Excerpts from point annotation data
▼

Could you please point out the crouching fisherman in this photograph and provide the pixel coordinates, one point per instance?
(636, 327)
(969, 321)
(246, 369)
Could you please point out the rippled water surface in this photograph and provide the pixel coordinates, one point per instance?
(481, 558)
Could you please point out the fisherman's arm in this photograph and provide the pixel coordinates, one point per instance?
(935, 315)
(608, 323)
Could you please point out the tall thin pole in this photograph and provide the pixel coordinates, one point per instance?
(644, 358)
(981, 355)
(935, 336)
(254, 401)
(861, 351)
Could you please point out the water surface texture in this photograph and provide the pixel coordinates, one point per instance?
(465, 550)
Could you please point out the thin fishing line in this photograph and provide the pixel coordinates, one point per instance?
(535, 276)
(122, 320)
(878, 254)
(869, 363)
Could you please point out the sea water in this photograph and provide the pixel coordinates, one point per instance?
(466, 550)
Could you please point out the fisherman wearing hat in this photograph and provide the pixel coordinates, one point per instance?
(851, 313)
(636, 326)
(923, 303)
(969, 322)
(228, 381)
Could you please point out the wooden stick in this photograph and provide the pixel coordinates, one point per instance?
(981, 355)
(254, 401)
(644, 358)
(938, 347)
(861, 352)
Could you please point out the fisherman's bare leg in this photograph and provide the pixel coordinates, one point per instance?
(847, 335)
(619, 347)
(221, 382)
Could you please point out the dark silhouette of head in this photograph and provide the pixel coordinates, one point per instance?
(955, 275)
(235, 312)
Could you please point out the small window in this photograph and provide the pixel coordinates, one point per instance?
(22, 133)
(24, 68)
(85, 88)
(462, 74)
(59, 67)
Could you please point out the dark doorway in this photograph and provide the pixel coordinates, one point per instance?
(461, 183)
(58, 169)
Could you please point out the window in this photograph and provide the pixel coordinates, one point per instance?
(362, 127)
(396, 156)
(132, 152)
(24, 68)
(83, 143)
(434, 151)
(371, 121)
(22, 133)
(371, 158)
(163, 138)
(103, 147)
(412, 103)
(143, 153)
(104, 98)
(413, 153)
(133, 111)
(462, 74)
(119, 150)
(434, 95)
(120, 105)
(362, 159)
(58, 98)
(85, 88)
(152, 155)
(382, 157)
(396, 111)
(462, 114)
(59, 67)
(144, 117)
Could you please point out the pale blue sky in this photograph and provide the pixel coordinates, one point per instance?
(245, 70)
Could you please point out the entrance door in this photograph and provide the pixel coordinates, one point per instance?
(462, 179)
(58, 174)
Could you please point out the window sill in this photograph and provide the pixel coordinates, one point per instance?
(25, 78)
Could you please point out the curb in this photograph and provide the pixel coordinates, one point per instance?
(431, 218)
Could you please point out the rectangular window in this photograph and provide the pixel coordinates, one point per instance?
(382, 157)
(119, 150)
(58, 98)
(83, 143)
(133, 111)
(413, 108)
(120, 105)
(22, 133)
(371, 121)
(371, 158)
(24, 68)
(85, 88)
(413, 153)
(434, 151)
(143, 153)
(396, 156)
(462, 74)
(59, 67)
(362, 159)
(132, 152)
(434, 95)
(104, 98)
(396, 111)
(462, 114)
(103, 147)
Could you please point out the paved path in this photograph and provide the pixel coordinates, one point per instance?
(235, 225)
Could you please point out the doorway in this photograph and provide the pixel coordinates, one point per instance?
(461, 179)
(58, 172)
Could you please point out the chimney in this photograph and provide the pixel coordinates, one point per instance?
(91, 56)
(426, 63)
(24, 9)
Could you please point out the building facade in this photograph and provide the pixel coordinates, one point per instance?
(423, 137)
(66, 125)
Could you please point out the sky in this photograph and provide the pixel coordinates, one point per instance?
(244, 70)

▲

• **EXERCISE DIRECTIONS**: Rewrite the part of the material that opens with the line containing "Could you please point out the chimney" and runs through the end of the material, with "building facade" replaced by "house front" and everything else unchanged. Return only that part.

• **ANSWER TO THIS PROBLEM**:
Could you please point out the chimney in this photograph and provide the pixel coordinates, one point per instance?
(91, 56)
(426, 63)
(24, 9)
Could you please point out the house front in this photograph and provide the pixel coordinates, one point per instance?
(423, 137)
(66, 125)
Could you please point out the sky in this photograph and provide the pixel coordinates, one point per instance?
(244, 70)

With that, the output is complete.